__EXERCISE TASKS__:
(1) In the text about the Gabreski gate exercise, how many security force Airmen took part in the training?
(2) Pick up the text about the Gabreski gate exercise after its final sentence and continue it.

__TEXT SHOWN__:
╔══

A routine vehicle check at the front gate of F.S. Gabreski Air National Guard Base turned not routine fast on March 4, 2022, when the gate guards determined the driver was a person of interest by the Air Force Office of Special Investigations.

The gate guards asked him to step out of the vehicle, but the driver accelerated into the base. The sentries alerted the Base Defense Operations Center. A vehicle barrier system, that serves as a backup to the gate, went up and the vehicle stopped as patrol units descended on the location.

Fortunately, this was only a training exercise conducted by 12 security force Airmen of the New York Air National Guard’s 106th Rescue Wing.

The drill is designed to prevent an “installation breach” and is something security forces personnel need to be good at, according to Staff Sgt. Noel Ruiz, a 106th Security Forces member.

The breach during the exercise was when the driver failed to stop at the main security check point, Ruiz explained.

The team stopped the car, the driver was ordered out of the vehicle and onto the ground where two Security Forces members conducted a search of the person and apprehended the driver.

For the 106th Security Forces Squadron Airmen, this was an opportunity to use their classroom training in a hands-on exercise, Ruiz said.

Just three days after the training exercise at Gabreski, security forces Airmen at Andrews Air Force Base outside Washington D.C. conducted a real-world operation just like the training event when an armed teenager went whizzing past a security checkpoint.

The 106th Security Forces Squadron has a wide range of responsibilities on base and while deployed, Ruiz said.

“Our main job as security forces professionals is to make sure our resources are protected as well as our members,” he explained. “We have the ability to provide security to convoys, distinguished personnel, assets such as aircraft and helicopters, and perimeter security, whether here at home or deployed.”

“Our members are learning all these different pieces in the classroom and through demonstrations, and then we put them all together in an exercise like this,” said SMSgt Christina Noon, 106th Security Forces Senior Enlisted Leader.

When their adrenaline is kicking in and different things are going on – that’s the optimal environment for our Airmen to learn what they’re supposed to be doing, Noon continued.

╚══

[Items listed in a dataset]
╔══

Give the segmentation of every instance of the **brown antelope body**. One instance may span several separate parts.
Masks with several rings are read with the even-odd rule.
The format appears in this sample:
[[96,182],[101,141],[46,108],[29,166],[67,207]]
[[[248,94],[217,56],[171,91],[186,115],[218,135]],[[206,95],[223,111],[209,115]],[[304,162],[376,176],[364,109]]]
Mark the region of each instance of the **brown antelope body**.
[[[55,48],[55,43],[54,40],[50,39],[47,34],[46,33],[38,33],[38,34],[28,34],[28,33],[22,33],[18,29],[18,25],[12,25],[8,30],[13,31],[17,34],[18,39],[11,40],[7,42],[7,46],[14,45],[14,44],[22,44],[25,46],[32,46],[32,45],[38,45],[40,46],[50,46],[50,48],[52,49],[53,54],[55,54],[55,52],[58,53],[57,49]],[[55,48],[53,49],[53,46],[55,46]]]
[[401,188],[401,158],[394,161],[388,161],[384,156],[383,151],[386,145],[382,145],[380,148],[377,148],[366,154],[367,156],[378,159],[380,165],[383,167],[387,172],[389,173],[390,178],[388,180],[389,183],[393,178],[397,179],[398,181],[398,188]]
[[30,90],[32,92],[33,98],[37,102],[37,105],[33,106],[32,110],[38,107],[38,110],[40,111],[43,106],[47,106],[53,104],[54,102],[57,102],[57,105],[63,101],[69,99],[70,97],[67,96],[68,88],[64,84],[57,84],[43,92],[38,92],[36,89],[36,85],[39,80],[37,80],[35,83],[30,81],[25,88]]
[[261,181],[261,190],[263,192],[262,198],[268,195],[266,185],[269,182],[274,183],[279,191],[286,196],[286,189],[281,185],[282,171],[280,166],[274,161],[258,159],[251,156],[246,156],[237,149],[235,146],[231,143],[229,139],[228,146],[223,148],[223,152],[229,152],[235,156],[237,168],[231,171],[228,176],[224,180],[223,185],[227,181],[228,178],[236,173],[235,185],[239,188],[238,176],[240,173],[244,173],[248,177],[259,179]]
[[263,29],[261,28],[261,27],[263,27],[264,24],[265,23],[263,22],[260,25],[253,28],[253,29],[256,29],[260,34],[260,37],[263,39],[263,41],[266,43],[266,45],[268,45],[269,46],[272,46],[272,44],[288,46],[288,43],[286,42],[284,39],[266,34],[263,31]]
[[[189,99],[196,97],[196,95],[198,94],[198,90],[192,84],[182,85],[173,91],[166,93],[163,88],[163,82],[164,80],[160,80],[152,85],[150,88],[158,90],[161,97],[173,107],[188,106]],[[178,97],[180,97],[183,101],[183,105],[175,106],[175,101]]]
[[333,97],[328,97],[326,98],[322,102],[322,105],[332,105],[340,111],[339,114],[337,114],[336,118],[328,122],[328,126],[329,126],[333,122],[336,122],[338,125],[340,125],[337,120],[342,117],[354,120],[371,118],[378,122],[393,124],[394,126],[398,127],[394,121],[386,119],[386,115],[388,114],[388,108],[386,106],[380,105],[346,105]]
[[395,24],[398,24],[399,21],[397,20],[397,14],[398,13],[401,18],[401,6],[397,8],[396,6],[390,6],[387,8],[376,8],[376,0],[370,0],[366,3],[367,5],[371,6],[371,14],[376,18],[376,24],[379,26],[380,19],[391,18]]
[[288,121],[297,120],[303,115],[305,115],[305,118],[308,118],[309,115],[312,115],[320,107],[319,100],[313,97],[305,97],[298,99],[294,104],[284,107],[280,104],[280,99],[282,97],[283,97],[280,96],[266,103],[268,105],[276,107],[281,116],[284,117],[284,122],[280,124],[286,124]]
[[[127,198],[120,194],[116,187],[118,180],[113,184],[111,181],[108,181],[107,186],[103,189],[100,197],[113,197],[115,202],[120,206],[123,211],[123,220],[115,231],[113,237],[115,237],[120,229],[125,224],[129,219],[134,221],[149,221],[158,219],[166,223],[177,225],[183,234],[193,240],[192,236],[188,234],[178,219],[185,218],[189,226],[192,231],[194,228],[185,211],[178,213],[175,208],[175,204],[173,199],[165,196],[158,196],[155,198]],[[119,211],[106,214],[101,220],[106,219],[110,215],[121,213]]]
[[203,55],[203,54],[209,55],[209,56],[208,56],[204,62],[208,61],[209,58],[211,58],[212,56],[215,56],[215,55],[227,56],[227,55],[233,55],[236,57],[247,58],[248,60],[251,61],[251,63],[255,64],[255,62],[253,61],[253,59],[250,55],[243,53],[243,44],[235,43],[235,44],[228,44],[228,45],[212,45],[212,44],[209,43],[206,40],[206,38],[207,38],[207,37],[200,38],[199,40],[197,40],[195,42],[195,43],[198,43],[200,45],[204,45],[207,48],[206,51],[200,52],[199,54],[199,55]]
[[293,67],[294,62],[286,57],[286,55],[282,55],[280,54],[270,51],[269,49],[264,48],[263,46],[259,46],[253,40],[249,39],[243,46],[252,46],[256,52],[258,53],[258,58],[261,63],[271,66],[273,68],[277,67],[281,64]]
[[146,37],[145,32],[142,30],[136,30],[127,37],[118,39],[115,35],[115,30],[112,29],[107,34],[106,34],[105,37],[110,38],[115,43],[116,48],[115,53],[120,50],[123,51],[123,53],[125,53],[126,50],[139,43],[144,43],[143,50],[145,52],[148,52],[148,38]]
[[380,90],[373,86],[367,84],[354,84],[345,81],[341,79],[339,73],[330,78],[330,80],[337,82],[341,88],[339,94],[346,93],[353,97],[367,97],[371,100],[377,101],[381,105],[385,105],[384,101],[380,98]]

╚══

__RESULTS IN ORDER__:
(1) Twelve security force Airmen of the 106th Rescue Wing took part.

(2)
Good training is important to be ready for the real thing, Ruiz emphasized.

“Hands-on training is the only way to continue to refresh your skills and the understanding that this is a real job,” Ruiz said. “It’s not just, ‘Hey, how are you doing?’ at the gate,” he added. “Your Security Forces members can be friendly, but when it’s time to do their job, they’ll change mindsets very quickly.”

The 106th Security Forces Squadron will continue building on their training by incorporating outside law enforcement agencies, working dogs, the 106th Medical Group and working with the Pararescuemen from the wing’s 103rd Rescue Squadron, Noon said.

“We have to have a team that’s ready to deploy,” Noon said. “That means they need to be proficient in certain tasks specific to the security forces career field.”

“When the Air Force says, ‘We need a security forces team now,’ we are confident that our members can perform the job they’re tasked to do,” Noon emphasized.

The 106th Rescue Wing, based in F.S. Gabreski Air National Guard Base in Westhampton Beach, New York, operates and maintains the HC-130J Combat King II search and rescue aircraft, and the HH-60G Pave Hawk rescue helicopter. The 106th Rescue Wing is home to a special warfare squadron with pararescuemen and combat rescue officers, specializing in rescue and recovery, and deploys for domestic and overseas operations. Currently, the wing also supports statewide COVID-19 missions.